EXERCISE REQUIREMENTS ::
Please swap "integer pixel coordinates" for "whole-number pixel coordinates" everywhere it appears in the material, keeping everything else the same.

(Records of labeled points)
::::::::::
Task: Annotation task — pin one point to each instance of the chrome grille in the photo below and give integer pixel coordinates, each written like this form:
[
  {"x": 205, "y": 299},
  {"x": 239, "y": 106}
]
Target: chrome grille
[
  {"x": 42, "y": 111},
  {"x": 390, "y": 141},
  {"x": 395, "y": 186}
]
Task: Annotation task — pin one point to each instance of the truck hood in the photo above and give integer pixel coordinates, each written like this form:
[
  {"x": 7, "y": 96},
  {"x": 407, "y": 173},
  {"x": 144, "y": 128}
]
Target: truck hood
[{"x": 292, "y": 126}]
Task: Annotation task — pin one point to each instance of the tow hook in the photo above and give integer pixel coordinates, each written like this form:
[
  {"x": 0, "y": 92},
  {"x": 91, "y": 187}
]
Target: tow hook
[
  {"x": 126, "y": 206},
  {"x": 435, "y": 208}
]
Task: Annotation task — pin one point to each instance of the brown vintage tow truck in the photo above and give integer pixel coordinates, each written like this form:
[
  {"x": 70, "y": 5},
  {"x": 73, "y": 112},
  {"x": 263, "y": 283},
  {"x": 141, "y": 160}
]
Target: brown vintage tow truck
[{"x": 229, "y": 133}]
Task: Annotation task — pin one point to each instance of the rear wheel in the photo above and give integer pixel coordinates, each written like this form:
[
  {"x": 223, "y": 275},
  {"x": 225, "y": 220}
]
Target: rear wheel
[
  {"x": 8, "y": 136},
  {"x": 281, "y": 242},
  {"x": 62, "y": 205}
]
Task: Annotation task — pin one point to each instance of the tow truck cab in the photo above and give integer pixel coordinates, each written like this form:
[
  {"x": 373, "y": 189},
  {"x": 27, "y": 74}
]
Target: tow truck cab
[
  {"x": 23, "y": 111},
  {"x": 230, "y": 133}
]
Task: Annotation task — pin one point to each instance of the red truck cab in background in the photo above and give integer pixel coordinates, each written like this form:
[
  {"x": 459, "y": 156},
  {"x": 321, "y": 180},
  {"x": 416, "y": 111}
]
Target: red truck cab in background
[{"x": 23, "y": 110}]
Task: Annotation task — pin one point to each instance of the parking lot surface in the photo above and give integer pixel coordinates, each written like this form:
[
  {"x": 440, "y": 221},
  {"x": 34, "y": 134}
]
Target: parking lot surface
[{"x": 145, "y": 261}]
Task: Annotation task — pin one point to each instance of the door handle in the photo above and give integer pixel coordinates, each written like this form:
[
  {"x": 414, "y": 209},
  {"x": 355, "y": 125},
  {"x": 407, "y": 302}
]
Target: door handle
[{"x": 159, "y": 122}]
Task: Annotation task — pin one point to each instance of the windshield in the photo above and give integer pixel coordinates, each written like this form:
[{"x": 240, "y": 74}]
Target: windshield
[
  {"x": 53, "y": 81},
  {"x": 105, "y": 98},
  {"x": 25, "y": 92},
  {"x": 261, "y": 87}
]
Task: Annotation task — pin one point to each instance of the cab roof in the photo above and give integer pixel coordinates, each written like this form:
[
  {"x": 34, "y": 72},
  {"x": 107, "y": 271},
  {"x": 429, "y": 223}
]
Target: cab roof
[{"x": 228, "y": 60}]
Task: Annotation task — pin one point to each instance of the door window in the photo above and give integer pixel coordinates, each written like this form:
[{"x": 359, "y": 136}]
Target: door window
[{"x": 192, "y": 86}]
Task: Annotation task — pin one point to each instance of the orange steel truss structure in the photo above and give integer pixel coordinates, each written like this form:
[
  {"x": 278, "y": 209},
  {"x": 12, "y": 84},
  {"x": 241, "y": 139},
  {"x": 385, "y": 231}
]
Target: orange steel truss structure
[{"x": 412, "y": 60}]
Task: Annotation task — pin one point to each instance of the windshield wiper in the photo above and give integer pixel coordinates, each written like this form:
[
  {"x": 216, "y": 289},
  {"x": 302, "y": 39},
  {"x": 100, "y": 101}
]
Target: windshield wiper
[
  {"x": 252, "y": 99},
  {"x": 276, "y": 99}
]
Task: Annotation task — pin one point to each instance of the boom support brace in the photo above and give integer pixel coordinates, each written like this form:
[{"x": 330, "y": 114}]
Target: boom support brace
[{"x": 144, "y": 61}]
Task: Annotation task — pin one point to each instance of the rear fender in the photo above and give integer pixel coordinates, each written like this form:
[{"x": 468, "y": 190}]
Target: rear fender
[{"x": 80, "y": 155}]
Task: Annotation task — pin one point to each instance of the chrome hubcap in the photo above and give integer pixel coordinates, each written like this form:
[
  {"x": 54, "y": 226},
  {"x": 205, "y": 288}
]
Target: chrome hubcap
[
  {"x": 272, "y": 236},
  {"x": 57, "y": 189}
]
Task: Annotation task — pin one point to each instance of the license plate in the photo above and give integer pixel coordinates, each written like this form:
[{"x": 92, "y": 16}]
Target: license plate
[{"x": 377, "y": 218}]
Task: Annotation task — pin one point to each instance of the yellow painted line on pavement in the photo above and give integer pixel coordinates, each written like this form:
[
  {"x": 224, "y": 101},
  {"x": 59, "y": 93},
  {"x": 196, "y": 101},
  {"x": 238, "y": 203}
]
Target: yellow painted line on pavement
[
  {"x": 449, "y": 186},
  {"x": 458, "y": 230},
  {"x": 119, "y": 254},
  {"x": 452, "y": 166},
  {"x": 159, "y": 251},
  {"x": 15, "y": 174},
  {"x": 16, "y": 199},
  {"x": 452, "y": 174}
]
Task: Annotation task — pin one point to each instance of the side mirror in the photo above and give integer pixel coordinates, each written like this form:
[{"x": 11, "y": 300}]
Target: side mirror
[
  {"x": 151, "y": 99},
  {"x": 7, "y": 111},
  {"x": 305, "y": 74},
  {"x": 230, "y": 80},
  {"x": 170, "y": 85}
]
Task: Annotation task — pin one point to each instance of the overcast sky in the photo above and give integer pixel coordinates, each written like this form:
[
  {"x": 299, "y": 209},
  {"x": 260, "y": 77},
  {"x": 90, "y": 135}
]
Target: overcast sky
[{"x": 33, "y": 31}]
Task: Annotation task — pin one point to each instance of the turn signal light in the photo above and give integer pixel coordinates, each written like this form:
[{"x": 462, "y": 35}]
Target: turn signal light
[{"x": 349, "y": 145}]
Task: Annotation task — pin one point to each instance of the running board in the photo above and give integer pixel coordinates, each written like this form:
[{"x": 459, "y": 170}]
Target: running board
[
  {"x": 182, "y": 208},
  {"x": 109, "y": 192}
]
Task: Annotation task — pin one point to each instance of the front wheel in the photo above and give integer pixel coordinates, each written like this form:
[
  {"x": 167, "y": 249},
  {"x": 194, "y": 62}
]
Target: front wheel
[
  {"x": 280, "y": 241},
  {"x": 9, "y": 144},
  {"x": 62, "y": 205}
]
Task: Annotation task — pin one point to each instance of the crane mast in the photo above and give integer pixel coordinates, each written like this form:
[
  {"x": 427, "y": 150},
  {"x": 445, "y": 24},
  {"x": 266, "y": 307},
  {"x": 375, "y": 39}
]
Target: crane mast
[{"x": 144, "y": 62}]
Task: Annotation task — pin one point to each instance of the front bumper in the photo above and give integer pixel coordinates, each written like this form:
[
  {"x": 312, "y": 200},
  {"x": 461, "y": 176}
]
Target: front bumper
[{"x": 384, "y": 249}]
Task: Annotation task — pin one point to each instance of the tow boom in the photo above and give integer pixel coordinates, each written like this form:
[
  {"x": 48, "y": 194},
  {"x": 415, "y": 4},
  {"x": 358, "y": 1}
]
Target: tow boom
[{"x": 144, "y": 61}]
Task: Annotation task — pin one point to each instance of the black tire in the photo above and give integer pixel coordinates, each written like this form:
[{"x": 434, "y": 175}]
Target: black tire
::::::::::
TASK OUTPUT ::
Task: Annotation task — pin one point to each instance of the chrome grille in the photo below and give whole-number pixel coordinates, each written like this form:
[
  {"x": 205, "y": 299},
  {"x": 239, "y": 106}
]
Target: chrome grille
[
  {"x": 42, "y": 111},
  {"x": 390, "y": 141},
  {"x": 395, "y": 186}
]
Task: Annotation task — pin one point to each instance of the truck hood in the photo above and give whole-number pixel coordinates, each written like this form:
[
  {"x": 7, "y": 96},
  {"x": 407, "y": 173},
  {"x": 144, "y": 128}
]
Target: truck hood
[{"x": 292, "y": 126}]
Task: Annotation task — pin one point to each instance of the tow hook in the photo above and give whole-number pixel coordinates, each written like this form:
[
  {"x": 0, "y": 92},
  {"x": 91, "y": 187}
]
Target: tow hook
[
  {"x": 126, "y": 206},
  {"x": 435, "y": 208}
]
Task: Annotation task — pin one point to each instance of the brown vintage tow truck in the photo above and give whole-number pixel coordinates, each written like this form:
[
  {"x": 70, "y": 5},
  {"x": 73, "y": 112},
  {"x": 263, "y": 283},
  {"x": 141, "y": 160}
]
Target: brown vintage tow truck
[{"x": 229, "y": 133}]
Task: Annotation task — pin one point to each instance of the rear wheel in the photo above and give whole-number pixel coordinates, each written like this form:
[
  {"x": 223, "y": 275},
  {"x": 225, "y": 220}
]
Target: rear wheel
[
  {"x": 8, "y": 136},
  {"x": 281, "y": 242},
  {"x": 62, "y": 205}
]
Task: Annotation task — pin one point to each instance of the tow truck cab in the photo above and give whole-number pixel coordinates, each written like this form:
[
  {"x": 373, "y": 189},
  {"x": 27, "y": 74}
]
Target: tow truck cab
[
  {"x": 23, "y": 111},
  {"x": 230, "y": 133}
]
Task: Annotation task — pin one point to each instance of the red truck cab in background in the photo above and give whole-number pixel coordinates, each written like this form:
[
  {"x": 459, "y": 156},
  {"x": 321, "y": 180},
  {"x": 416, "y": 111}
]
Target: red truck cab in background
[{"x": 23, "y": 110}]
Task: Annotation task — pin one point to each instance of the parking lot surface in the photo above and give whole-number pixel coordinates, each written like this form:
[
  {"x": 440, "y": 221},
  {"x": 34, "y": 134}
]
Target: parking lot surface
[{"x": 145, "y": 261}]
Task: Annotation task — pin one point to each instance of the door handle in the photo above and give whole-number pixel coordinates, each written like this form:
[
  {"x": 414, "y": 209},
  {"x": 355, "y": 125},
  {"x": 407, "y": 302}
]
Target: door handle
[{"x": 159, "y": 122}]
Task: Annotation task — pin one point to each instance of the windshield in the photo above and give whole-number pixel coordinates, each written like this form:
[{"x": 240, "y": 74}]
Target: windshield
[
  {"x": 53, "y": 81},
  {"x": 105, "y": 98},
  {"x": 25, "y": 92},
  {"x": 261, "y": 87}
]
Task: Annotation task — pin one point to each instance of the cab roof in the photo above and give whole-number pixel coordinates, each written like this form:
[
  {"x": 34, "y": 72},
  {"x": 107, "y": 271},
  {"x": 429, "y": 223}
]
Target: cab roof
[{"x": 228, "y": 60}]
Task: Annotation task — pin one point to each instance of the door window in the photo above and give whole-number pixel coordinates, each written like this form:
[{"x": 359, "y": 136}]
Target: door window
[{"x": 192, "y": 86}]
Task: Annotation task — pin one point to each instance of the orange steel truss structure in the photo above and give whole-number pixel coordinates, each written like this form:
[
  {"x": 278, "y": 209},
  {"x": 12, "y": 84},
  {"x": 241, "y": 139},
  {"x": 385, "y": 231}
]
Target: orange steel truss structure
[{"x": 412, "y": 60}]
Task: Annotation task — pin one point to each instance of the windshield wiper in the photo above and give whole-number pixel coordinates, each written like this form:
[
  {"x": 216, "y": 289},
  {"x": 302, "y": 39},
  {"x": 100, "y": 101}
]
Target: windshield wiper
[
  {"x": 252, "y": 99},
  {"x": 276, "y": 99}
]
Task: Annotation task — pin one point to each instance of the boom support brace in the photo above and give whole-number pixel coordinates, each written like this form:
[{"x": 330, "y": 114}]
Target: boom support brace
[{"x": 144, "y": 61}]
Task: Annotation task — pin one point to each instance of the rear fender in the photo above and give whole-number pixel coordinates, each written like this form:
[{"x": 468, "y": 190}]
Target: rear fender
[{"x": 80, "y": 155}]
Task: Annotation task — pin one point to each instance of the chrome hubcap in the photo above and give whole-number pixel coordinates, each written like this form:
[
  {"x": 54, "y": 226},
  {"x": 205, "y": 288}
]
Target: chrome hubcap
[
  {"x": 272, "y": 236},
  {"x": 57, "y": 189}
]
Task: Annotation task — pin one point to each instance of the license plate in the photo above and give whole-number pixel coordinates, each written like this form:
[{"x": 92, "y": 16}]
Target: license plate
[{"x": 377, "y": 218}]
Task: Annotation task — pin one point to each instance of the yellow painted line on pavement in the photo above and give whole-number pixel coordinates, each written like this form:
[
  {"x": 224, "y": 101},
  {"x": 59, "y": 93},
  {"x": 196, "y": 101},
  {"x": 238, "y": 203}
]
Target: yellow painted line on pavement
[
  {"x": 449, "y": 186},
  {"x": 458, "y": 230},
  {"x": 119, "y": 254},
  {"x": 452, "y": 166},
  {"x": 159, "y": 251},
  {"x": 15, "y": 174},
  {"x": 16, "y": 199},
  {"x": 452, "y": 174}
]
Task: Annotation task — pin one point to each instance of the side mirror in the photo above and give whole-number pixel coordinates, each written like this form:
[{"x": 11, "y": 300}]
Target: side mirror
[
  {"x": 151, "y": 99},
  {"x": 7, "y": 111},
  {"x": 305, "y": 74},
  {"x": 230, "y": 80},
  {"x": 170, "y": 85}
]
Task: Annotation task — pin one point to each instance of the overcast sky in the photo above and give whole-number pixel coordinates, each written like this form:
[
  {"x": 299, "y": 209},
  {"x": 260, "y": 77},
  {"x": 90, "y": 135}
]
Target: overcast sky
[{"x": 33, "y": 31}]
Task: Annotation task — pin one point to each instance of the turn signal light in the photo above and give whole-number pixel coordinates, each written like this form:
[{"x": 462, "y": 35}]
Target: turn signal light
[{"x": 349, "y": 145}]
Task: Annotation task — pin one point to each instance of the running board in the photo above and give whole-number pixel coordinates, each written like this form:
[{"x": 459, "y": 170}]
Target: running board
[
  {"x": 182, "y": 208},
  {"x": 109, "y": 192}
]
Task: Annotation task — pin one point to each instance of the front wheel in the photo above and give whole-number pixel coordinates, each written like this form:
[
  {"x": 167, "y": 249},
  {"x": 194, "y": 62}
]
Target: front wheel
[
  {"x": 280, "y": 241},
  {"x": 9, "y": 144},
  {"x": 62, "y": 205}
]
Task: Annotation task — pin one point to each instance of the crane mast in the photo above and give whole-number pixel coordinates, each written like this form:
[
  {"x": 427, "y": 150},
  {"x": 445, "y": 24},
  {"x": 266, "y": 307},
  {"x": 375, "y": 39}
]
Target: crane mast
[{"x": 144, "y": 62}]
Task: Annotation task — pin one point to each instance of the front bumper in the photo above and give whole-number pixel coordinates, each written like this form:
[
  {"x": 312, "y": 200},
  {"x": 461, "y": 176}
]
Target: front bumper
[{"x": 384, "y": 249}]
Task: Annotation task — pin one point to each instance of the tow boom in the photo above and give whole-number pixel coordinates, each written like this form:
[
  {"x": 48, "y": 194},
  {"x": 415, "y": 4},
  {"x": 358, "y": 1}
]
Target: tow boom
[{"x": 144, "y": 61}]
Task: Annotation task — pin one point to each instance of the black tire in the photo above and give whole-number pixel coordinates, each written like this form:
[{"x": 434, "y": 175}]
Target: black tire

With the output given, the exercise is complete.